MIL ’23: uma vastidão de descobertas

MIL ’23: uma vastidão de descobertas

| Outubro 8, 2023 10:15 pm

MIL ’23: uma vastidão de descobertas

| Outubro 8, 2023 10:15 pm

O festival MIL Lisboa regressou às salas do Cais do Sodré nos dias 28 e 29 de setembro, com atuações de mais de 50 músicos portugueses e internacionais. O foco foi dirigido a artistas de pequena e média dimensão, na sua maioria talentos emergentes e promissores. Durante a semana decorreu também uma convenção que juntou vários profissionais da área cultural, desde programadores a jornalistas, em conversas e workshops sobre uma multiplicidade de temas (descentralização, redução de riscos, crítica cultural, sustentabilidade, entre outros).

A vertente musical do festival estendeu-se por 7 espaços: B.Leza, Mercado Time Out, Lisa, Lounge, Musicbox, Roterdão e Titanic Sur Mer. Infelizmente, a vastidão do cartaz implica sobreposições e, portanto, escolhas difíceis da nossa parte – não foi possível assistir a todos os concertos, mas os que assistimos cumpriram (e alguns até ultrapassaram!) as expectativas.

 

28 SETEMBRO

Os Hetta abriram o festival na quinta-feira dia 28, logo pelas 19:30h, quando encheram o Musicbox. A banda portuguesa que tem dado que falar nos últimos tempos (recentemente destacada no Bandcamp Daily por Miguel Rocha), iniciou o seu set em suspense, com um apelo para que o público se aproximasse do palco. Pouco tempo depois, já os Hetta tinham conquistado os espetadores do MIL, que aguardaram pacientemente o momento em que abriu o primeiro (mas não único) mosh do festival. As músicas curtas cativaram até quem não é do hardcore, e em poucos minutos já se via crowdsurfing, com o vocalista Alex Domingos a assegurar que ninguém se iria magoar.

* [Informação fornecida]
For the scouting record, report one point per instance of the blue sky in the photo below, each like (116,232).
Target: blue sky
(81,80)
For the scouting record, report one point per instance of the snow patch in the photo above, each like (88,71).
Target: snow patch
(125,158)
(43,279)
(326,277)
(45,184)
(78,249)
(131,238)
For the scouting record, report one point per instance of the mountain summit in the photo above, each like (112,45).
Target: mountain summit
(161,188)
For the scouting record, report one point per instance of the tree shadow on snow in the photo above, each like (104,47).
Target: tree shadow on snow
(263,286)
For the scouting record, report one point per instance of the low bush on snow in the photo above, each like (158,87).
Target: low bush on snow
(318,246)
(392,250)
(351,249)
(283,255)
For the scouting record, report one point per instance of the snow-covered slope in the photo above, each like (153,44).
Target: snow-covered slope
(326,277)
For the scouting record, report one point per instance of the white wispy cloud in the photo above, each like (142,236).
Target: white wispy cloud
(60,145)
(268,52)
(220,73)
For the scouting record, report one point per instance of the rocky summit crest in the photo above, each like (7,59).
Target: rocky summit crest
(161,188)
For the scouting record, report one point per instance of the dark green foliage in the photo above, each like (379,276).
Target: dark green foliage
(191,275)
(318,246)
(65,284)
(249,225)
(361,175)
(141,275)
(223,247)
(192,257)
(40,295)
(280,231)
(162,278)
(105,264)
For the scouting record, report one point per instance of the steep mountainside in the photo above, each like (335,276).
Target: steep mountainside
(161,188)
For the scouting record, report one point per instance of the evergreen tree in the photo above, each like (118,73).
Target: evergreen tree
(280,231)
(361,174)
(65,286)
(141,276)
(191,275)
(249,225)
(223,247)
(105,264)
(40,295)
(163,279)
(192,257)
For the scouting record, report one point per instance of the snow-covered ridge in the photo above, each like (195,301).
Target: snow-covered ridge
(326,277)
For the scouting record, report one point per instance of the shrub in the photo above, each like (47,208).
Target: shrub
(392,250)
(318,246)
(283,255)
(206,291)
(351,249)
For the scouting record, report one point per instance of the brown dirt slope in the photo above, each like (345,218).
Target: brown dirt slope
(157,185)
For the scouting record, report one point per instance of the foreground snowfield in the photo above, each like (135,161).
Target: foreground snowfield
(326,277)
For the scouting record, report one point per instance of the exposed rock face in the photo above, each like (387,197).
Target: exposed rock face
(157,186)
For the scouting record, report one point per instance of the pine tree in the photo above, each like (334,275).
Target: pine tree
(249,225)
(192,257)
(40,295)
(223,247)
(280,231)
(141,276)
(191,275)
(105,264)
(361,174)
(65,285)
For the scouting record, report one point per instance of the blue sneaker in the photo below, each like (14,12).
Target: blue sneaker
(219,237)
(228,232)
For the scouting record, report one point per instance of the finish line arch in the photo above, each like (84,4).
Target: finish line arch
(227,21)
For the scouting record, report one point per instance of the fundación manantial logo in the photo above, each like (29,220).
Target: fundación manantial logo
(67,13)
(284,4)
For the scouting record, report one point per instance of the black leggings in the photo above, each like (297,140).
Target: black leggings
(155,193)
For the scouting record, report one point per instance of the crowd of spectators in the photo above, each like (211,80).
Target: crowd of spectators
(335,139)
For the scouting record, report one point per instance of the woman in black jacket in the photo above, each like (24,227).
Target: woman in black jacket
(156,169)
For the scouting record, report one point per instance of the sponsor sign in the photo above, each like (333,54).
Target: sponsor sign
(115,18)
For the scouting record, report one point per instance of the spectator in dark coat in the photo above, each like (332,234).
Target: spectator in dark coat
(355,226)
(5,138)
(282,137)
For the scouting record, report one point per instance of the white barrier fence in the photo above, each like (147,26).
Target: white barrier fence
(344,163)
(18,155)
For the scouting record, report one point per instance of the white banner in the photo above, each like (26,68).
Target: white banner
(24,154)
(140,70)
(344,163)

* [O que fazer] Resuma em duas frases a reportagem sobre o festival MIL Lisboa.

* [Resposta escrita] O festival MIL Lisboa regressou às salas do Cais do Sodré a 28 e 29 de setembro, com mais de 50 músicos portugueses e internacionais, sobretudo talentos emergentes, em 7 espaços, e ainda uma convenção com conversas e workshops para profissionais da área cultural. Os Hetta abriram o festival às 19:30h no Musicbox e, com músicas curtas, conquistaram o público, que chegou ao primeiro mosh do festival e ao crowdsurfing.